● **TEXT SHOWN**

So my recommendation which concurs with the vBlock guidelines is. Boot from SAN, set a No Local Storage policy and let the automation of UCS stateless computing take care of things for you.

Rodos

P.S.

My thoughts on the VCE vBlock guides themselves. I have skimmed through them all, initial impressions. Of course I will send some notes to those inside the VCE organisation through channels but I figured people would be interested. Reading the VCN (Netapps) document is on my list too, will be interesting to compare.
  • Don't think these will do your work for you. They leave more as an "exercise for the reader" than you might think. Its not a design of your system and you are going to have to do some significant work to create a solution. I know, I have just done it.
  • There is a lot of detailed information in the deployment guide about UCS and UCSM, very detailed. There is a bit about the EMC storage and a token amount on VMware. Sure it is not a very fare comparison because its easy to describe and detail how to build up the UCS system, whereas in contrast its not like you can describe laying out a VMax in 20 pages. Also the VMax design and implementation service comes with the hardware anyway. The VMware component consists of how to install ESX, not a mention of vCenter Server. Nothing about setting up N1K and its VSMs or PowerPath/VE etc even though they are a requirement of the architecture. Not saying that should be there in detail, but you are not deployed without it and its not even mentioned. Contrast this to the UCS blade details which has every screenshot on how to check the boot from SAN has been assigned correctly in the BIOS.
  • My gut feeling is that no one from VMware really contributed to this, it was a Cisco person who did the VMware bits and EMC did theirs.

Wednesday, February 03, 2010

First APAC Virtualisation Roundtable Podcast

We just finished the first APAC Virtualisation Roundtable podcast which got off the ground due to Andre Leibovici.

You can listen via the widget below or go to the Talkshoe site.



There were quite a few people on the call, maybe around 20 with about 6 or 7 on voice and the rest on chat. Participants ranged from vendors, partners and end users.

Some topics were VDI, NFS vs FC, Xsigo, Cloud, FT, LabManager, 10G. None were a deep dive, we were getting to know each other and just chat over things.

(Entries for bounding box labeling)
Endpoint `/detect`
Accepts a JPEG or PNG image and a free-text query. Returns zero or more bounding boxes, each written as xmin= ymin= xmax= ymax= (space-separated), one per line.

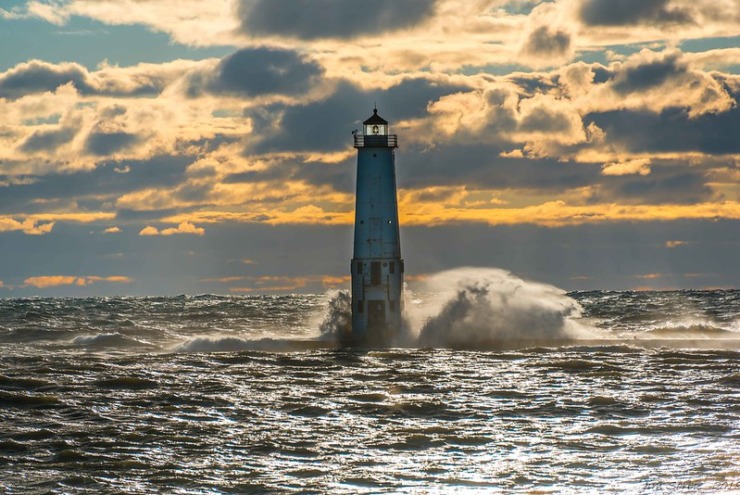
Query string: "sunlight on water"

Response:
xmin=0 ymin=269 xmax=740 ymax=494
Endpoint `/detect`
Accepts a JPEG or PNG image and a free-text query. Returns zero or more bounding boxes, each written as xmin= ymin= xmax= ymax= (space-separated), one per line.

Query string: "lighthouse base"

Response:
xmin=352 ymin=259 xmax=403 ymax=347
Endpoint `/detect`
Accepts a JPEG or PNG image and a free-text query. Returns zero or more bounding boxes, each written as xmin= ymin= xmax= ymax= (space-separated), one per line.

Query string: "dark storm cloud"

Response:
xmin=238 ymin=0 xmax=436 ymax=40
xmin=85 ymin=132 xmax=140 ymax=156
xmin=0 ymin=60 xmax=164 ymax=99
xmin=188 ymin=48 xmax=324 ymax=96
xmin=524 ymin=26 xmax=570 ymax=57
xmin=612 ymin=53 xmax=687 ymax=94
xmin=584 ymin=99 xmax=740 ymax=155
xmin=0 ymin=156 xmax=194 ymax=213
xmin=20 ymin=128 xmax=77 ymax=153
xmin=580 ymin=0 xmax=694 ymax=26
xmin=249 ymin=78 xmax=468 ymax=152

● **PROBLEM DESCRIPTION**
Write a continuation of the blog text about vBlock and the podcast, starting right after its last sentence.

● **OUTPUT OF THE TASK**
I am sure over time as more people are able to get voice working on Talkshoe there will be more participation. Andre is looking at getting some guests for future events.

Lovely chatting to people, it should be fun. I am sure everyone is looking forward to next week.

Rodos

My Cisco UCS system in the lab can't talk to anything



If you are lucky enough to get a Cisco UCS system for your lab you might get a bit confused if your run it up and don't connect it to any upstream switches. That is you try to just use the blades to talk to each other.

The reason is that the default mode for the Fabric-Interconnect is End Host Mode and by default the uplink fail action is link down, so the NICs on your blades look down.

I have seen people hit this problem so thought I would quickly write something up.

Lets start with a refresher on the way the switching in the Fabric Interconnect works.
Your UCS Fabric Interconnects (F-I) can work in End Host Mode (EHM), the recommended setting or Switch Mode. In EHM the F-I "forwarding is based on server-to-uplink pinning. A given server interface uses a given uplink regardless of the destination it’s trying to reach. Therefore, fabric interconnects don’t learn MAC addresses from external LAN switches, they learn MACs from servers inside the chassis only. The address table is managed so that it only contains MAC addresses of stations connected to Server Ports. Addresses are not learned on frames from network ports; and frames from Server Ports are allowed to be forwarded only when their source addresses have been learned into the switch forwarding table. Frames sourced from stations inside UCS take optimal paths to all destinations (unicast or multicast) inside. If these frames need to leave UCS, they only exit on their pinned network port. Frames received on network ports are filtered, based on various checks, with an overriding requirement that any frame received from outside UCS must not be forwarded back out of UCS. However fabric interconnects do perform local switching for server to server traffic. This is required because a LAN switch will by default never forward traffic back out the interface it came in on." (source)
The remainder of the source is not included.